Tasks and exercises:
A. Rewrite the part of the French elections article that opens with the words "Less than a" and closes with "for opposition candidates.", putting "rival candidates" in place of "opposition candidates".
B. Carry on the French elections article from the point where it stops.

Text block:
* begin *

Less than a year to go and the French elections have never seemed so undecided

Sarkozy’s presidential term has made the front page more often for his private life than for his policies; this has undermined his possibilities for a re-election and increased the chances for opposition candidates.
Aurelien Mondon
13 September 2011

Four years ago, in the aftermath of his landslide victory against Socialist candidate Ségolène Royal, it was widely expected that Nicolas Sarkozy would easily claim a second term in 2012. The extreme right was in shambles with Jean-Marie Le Pen receding to just above 10%, far from the 15% he had gathered in 2002. The moderate left had failed in its bid to outflank Sarkozy’s populism and had lost touch with its traditional base. Minor parties had also suffered a terrible blow as many French voters decided to cast what became famously known as a ‘vote utile’ (‘useful vote’) for the main candidates to avoid another ‘21 April’. The future was bright for Sarkozy and those who had not voted for him braced themselves for at least ten years of ‘unabashed’ rule.

* end *

Dataset excerpts on object pointing:
* begin *

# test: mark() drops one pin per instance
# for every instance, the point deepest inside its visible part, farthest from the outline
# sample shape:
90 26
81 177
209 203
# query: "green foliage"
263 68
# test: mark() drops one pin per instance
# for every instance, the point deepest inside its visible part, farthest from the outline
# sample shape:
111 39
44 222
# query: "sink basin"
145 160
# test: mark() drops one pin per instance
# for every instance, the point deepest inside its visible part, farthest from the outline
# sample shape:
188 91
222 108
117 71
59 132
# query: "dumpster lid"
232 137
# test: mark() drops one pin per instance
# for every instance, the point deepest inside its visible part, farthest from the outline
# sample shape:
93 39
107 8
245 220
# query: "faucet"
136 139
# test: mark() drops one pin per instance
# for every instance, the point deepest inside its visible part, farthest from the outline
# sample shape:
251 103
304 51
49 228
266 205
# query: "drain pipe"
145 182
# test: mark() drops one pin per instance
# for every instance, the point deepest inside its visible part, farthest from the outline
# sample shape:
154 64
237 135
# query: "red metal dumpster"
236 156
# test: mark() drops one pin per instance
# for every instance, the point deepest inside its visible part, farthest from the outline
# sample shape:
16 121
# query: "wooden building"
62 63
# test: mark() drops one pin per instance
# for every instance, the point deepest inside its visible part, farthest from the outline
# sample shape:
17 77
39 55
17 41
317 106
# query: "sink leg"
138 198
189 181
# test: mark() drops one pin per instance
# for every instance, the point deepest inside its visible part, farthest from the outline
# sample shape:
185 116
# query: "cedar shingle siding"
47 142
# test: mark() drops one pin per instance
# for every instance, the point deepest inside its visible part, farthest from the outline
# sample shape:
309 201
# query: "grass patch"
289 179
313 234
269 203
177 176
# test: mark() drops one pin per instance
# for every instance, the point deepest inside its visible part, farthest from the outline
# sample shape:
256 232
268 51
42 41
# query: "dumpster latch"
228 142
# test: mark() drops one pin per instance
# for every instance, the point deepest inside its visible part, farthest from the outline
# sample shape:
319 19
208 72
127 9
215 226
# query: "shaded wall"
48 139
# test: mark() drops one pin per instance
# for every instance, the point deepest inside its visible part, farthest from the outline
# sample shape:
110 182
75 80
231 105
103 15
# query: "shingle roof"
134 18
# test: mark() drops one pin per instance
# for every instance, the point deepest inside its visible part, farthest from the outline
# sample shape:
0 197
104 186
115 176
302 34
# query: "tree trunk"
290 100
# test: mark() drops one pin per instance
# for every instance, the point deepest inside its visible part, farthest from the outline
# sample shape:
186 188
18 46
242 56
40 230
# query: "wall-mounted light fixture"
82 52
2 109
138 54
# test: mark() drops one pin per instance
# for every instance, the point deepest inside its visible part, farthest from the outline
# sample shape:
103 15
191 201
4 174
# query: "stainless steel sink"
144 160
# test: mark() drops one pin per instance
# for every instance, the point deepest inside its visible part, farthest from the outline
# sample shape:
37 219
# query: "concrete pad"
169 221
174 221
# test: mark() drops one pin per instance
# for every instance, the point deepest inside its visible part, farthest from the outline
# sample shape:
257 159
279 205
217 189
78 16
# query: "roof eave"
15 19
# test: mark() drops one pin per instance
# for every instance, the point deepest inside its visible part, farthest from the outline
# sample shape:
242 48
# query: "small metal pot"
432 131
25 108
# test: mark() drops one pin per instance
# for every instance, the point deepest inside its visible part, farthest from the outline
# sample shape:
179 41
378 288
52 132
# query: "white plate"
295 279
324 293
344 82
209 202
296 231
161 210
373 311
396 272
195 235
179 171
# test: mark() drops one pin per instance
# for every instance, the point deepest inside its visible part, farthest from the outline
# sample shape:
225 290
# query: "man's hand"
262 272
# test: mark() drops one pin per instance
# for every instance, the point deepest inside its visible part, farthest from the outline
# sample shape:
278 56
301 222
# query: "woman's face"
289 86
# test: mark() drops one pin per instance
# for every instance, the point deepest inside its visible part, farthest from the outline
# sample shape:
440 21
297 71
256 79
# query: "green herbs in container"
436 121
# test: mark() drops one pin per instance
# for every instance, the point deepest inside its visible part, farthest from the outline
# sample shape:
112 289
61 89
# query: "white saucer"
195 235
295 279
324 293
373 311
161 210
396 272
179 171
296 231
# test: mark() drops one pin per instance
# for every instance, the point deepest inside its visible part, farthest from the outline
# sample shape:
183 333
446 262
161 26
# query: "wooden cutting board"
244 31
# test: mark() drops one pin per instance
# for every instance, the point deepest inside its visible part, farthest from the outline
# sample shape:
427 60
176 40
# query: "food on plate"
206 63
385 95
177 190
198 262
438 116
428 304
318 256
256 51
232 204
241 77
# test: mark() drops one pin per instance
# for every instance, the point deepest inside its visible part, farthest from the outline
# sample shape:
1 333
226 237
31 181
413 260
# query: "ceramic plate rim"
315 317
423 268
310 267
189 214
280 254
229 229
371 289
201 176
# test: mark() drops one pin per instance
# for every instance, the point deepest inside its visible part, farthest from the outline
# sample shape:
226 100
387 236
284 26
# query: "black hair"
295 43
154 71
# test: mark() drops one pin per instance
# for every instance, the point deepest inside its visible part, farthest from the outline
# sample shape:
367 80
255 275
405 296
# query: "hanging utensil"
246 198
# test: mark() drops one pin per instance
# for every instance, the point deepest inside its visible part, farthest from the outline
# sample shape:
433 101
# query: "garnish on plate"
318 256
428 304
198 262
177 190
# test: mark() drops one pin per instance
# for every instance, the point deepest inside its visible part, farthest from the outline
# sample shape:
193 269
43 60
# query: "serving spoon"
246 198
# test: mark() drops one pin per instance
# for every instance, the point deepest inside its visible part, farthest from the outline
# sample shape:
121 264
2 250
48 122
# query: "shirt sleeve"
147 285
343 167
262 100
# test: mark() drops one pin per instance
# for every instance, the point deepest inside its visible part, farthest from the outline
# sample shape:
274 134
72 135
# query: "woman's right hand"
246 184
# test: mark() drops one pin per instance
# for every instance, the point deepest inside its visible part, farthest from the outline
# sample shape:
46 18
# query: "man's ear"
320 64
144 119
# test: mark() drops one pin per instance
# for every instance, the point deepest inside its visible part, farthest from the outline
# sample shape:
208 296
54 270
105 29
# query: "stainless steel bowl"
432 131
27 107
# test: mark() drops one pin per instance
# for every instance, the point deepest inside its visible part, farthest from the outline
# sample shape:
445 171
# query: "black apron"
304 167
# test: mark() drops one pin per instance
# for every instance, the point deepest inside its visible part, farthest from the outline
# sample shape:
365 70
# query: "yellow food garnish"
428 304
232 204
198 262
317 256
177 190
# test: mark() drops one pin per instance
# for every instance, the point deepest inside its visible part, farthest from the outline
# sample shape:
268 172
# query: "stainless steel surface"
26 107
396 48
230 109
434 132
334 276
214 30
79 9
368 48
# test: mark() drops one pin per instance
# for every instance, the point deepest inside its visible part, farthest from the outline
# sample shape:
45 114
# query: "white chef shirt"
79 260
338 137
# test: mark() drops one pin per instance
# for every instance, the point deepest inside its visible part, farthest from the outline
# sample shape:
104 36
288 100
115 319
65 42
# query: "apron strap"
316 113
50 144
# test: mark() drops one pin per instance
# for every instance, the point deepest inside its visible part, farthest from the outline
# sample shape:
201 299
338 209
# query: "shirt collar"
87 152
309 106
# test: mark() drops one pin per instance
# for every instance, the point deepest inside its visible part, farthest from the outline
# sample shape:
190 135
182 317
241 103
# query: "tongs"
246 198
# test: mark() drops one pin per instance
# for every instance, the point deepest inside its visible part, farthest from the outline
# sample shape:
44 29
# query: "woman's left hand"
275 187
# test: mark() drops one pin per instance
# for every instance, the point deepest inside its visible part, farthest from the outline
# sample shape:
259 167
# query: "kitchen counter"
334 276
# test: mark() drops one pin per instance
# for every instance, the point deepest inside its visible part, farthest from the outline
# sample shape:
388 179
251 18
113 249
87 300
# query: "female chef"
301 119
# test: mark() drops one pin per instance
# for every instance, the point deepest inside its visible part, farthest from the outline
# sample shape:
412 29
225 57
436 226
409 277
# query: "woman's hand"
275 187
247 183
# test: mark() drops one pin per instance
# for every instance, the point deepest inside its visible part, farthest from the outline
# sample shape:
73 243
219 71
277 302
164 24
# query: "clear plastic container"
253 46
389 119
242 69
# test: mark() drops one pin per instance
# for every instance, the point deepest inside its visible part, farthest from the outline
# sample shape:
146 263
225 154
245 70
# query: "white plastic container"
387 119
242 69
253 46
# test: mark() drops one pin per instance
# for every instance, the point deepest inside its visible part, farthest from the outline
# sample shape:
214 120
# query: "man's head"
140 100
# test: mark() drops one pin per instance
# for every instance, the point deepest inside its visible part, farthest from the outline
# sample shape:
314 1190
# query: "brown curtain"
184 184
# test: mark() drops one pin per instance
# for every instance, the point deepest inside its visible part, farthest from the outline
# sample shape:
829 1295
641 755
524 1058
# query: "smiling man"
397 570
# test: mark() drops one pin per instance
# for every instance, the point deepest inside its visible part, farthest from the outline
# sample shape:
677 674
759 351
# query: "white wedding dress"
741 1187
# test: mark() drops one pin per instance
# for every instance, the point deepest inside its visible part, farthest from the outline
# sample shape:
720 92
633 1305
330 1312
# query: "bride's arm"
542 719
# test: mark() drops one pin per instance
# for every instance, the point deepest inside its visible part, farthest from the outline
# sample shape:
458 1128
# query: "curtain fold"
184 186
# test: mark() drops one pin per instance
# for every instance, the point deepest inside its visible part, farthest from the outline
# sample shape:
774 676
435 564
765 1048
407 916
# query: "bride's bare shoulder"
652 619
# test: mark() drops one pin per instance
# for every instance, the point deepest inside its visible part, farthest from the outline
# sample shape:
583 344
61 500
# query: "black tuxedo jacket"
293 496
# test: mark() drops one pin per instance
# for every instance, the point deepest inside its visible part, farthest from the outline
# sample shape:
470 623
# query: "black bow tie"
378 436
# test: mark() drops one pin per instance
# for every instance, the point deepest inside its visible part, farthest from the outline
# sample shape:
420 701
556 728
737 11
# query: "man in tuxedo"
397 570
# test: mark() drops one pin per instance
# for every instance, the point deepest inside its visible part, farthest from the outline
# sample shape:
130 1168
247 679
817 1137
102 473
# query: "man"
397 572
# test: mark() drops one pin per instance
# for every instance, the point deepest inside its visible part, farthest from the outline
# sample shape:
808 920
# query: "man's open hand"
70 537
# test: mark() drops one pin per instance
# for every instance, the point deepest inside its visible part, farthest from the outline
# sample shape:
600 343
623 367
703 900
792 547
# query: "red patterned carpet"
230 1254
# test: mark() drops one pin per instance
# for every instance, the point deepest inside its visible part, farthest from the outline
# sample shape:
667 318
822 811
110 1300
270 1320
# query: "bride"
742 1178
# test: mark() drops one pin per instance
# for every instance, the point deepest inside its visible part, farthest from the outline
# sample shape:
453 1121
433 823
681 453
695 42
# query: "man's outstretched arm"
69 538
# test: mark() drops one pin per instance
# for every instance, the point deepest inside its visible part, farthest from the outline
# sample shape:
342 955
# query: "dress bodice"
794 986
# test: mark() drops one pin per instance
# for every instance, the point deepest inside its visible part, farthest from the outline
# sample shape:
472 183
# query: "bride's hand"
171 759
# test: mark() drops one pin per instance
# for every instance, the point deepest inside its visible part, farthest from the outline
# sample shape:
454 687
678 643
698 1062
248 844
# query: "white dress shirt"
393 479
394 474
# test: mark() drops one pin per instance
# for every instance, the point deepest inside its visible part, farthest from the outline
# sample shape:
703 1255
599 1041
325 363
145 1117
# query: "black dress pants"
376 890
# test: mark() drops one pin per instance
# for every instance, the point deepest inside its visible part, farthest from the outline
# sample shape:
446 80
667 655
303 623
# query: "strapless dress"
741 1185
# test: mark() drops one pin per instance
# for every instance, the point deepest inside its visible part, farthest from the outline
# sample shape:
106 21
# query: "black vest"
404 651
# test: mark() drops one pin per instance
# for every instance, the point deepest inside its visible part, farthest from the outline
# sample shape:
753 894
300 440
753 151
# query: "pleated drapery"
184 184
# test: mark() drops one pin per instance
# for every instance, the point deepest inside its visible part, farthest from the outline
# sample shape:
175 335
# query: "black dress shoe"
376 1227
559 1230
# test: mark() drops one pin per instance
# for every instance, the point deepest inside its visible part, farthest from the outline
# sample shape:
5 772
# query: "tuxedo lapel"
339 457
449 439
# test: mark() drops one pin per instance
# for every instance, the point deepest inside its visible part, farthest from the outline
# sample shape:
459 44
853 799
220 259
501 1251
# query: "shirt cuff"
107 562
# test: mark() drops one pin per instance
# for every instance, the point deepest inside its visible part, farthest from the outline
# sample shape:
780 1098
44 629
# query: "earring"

* end *

Results by task:
A.
Less than a year to go and the French elections have never seemed so undecided

Sarkozy’s presidential term has made the front page more often for his private life than for his policies; this has undermined his possibilities for a re-election and increased the chances for rival candidates.

B.
Yet as they had gained almost unchallenged hegemony, Sarkozy and his acolytes became their own worst enemies. After his election, he spent the night at one of the most exclusive nightclubs on the Champs Elysées, before escaping on a yacht lent by a billionaire friend. From then on, Sarkozy was internationally and irremediably known as ‘president Bling-Bling’, a clear dint in his populist strategy. The next four years witnessed a succession of blunders and miscalculations. Sarkozy made the front page more often for his private life and for the corruption scandals his party found itself embroiled in than for his policies. His attempts to appeal to the basest instincts of the French population, and particularly to the Front National voters, backfired. He soon proved unable to keep his promises, embittering further those he had seduced and alienating the vast majority who did not recognise themselves in ethno-exclusivist politics. It seems unlikely that his praised handling of the recent Lybian events will be enough to restore his credentials.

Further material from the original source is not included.